Directions:
1. Decide whether each statement below agrees with the feature on Paul Sepe and Stroud's. Answer yes or no for each, and quote the words of the text that settle it.
(a) Sepe once rode a bicycle from his family's home in Connecticut to Pittsburgh.
(b) Volkswagen has stayed in touch with Sepe since sending him a T-shirt.
(c) Sepe says he could eat at Stroud's twice in one day.
2. Write the next part of the feature on Paul Sepe and Stroud's, starting after its final sentence.

Text passage:
+++++

Not so far as anyone knows. It’s just a secret recipe and cooking process.
“He’s about the most unique customer we have,” says Stroud’s owner Mike Donegan. “I travel vicariously through him.”
While in Kansas City, Sepe also has worked up a liking for barbecue from Arthur Bryant’s and Snead’s in Belton. One night last July he was introduced to Oklahoma Joe’s in Kansas City, Kan., and after downing a plate of smoked chicken and fries, he went back for seconds — a half-slab of ribs.
The next two nights he had dinner at Stroud’s. His usual — the three-breast plate with cottage fries and all the rest.
Then he was off for an all-night drive back East. For dinner the next day, he met a friend at De Lorenzo’s in Trenton, N.J., his favorite place for pizza.
Sepe has managed to feed his passion without showing it. He’s a trim 6-footer. It would be a lot tougher if he lived here, he says. But he does know his limits. There’s no way he could eat at Stroud’s twice in one day.
As for traveling, it’s not so much that Sepe doesn’t like to fly. He just likes to drive and to see the country and culture beyond New England.
“I think Paul’s passion for Stroud’s is linked to his passion for traveling,” says his sister, Nancy Sepe. “And not being limited by distance.
“I don’t think those words have ever been uttered by Paul: It’s too far. If there were a restaurant on Saturn, I think Paul would go there. A good restaurant, of course.”
Nancy Sepe says her brother likes to push himself in ways other people wouldn’t even think of doing. A few times, returning to college at Carnegie-Mellon University after a spring or summer break, Paul rode his bicycle to Pittsburgh. From their home in Connecticut. Four hundred and fifty miles away.
So now that Sepe and his VW are nearing 1 million miles on the road, his sister says, it seems like he’s on a not-so-surprising mission.
Will the GTI make it to 1 million miles? Will the folks at Volkswagen notice? When the engine turned over 400,000 miles, Sepe says, Volkswagen gave him a T-shirt. They haven’t kept in touch.
Sepe’s most memorable journey to Stroud’s might have been four years ago.

+++++

Dataset section:
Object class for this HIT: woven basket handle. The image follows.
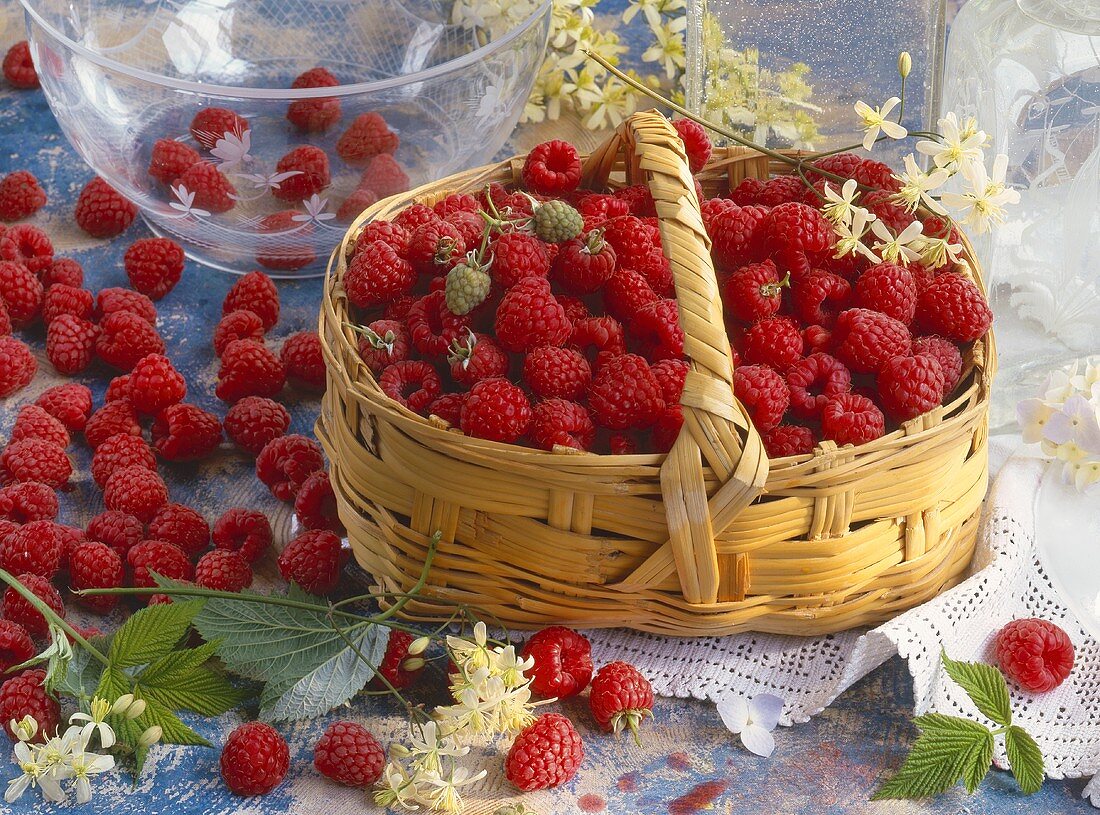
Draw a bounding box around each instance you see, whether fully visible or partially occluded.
[581,111,768,604]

+++++

Expected results:
1.
(a) Yes: "Paul rode his bicycle to Pittsburgh. From their home in Connecticut."
(b) No: "They haven’t kept in touch."
(c) No: "There’s no way he could eat at Stroud’s twice in one day."

2.
It was the week of Sept. 11, 2001. He was living in California at the time and traveling around the state. His sister was living in Brooklyn Heights in New York and usually rode her bike to the World Trade Center every morning to catch the Staten Island Ferry. On that morning she chose to drive instead, and soon she was stopped in traffic with everyone else, watching the smoke and horror across the water. She had called her brother. He turned on the television as a jet sliced into the second tower.
Paul drove home to Palm Desert, repacked and pointed his GTI toward New York to be with his sister.
Heading toward Kansas City late in the evening of Sept. 13, he called ahead to Stroud’s. The staff stuck around, kept the place open and served his usual. And then he sat and talked with the servers in the shadow of that odd, traumatic American week.
This week he’s been working on his house, putting in a fireplace. He plans to leave Lancaster by Thursday.
Google calculates the trip to Kansas City at about 27 hours. Sepe usually makes it in 22.
After he arrives, he’ll take a nap. And by Saturday, maybe he’ll work in a barbecue lunch and a visit to the Arabia Steamboat Museum. Along with the Latin Mass at St. Vincent DePaul Roman Catholic Church, that repository of regional history is his favorite nonfood attraction in Kansas City.
And then: a late-night, New Year’s Eve plate of Stroud’s finest. If the driven past is any guide, it ought to make for one swell last supper.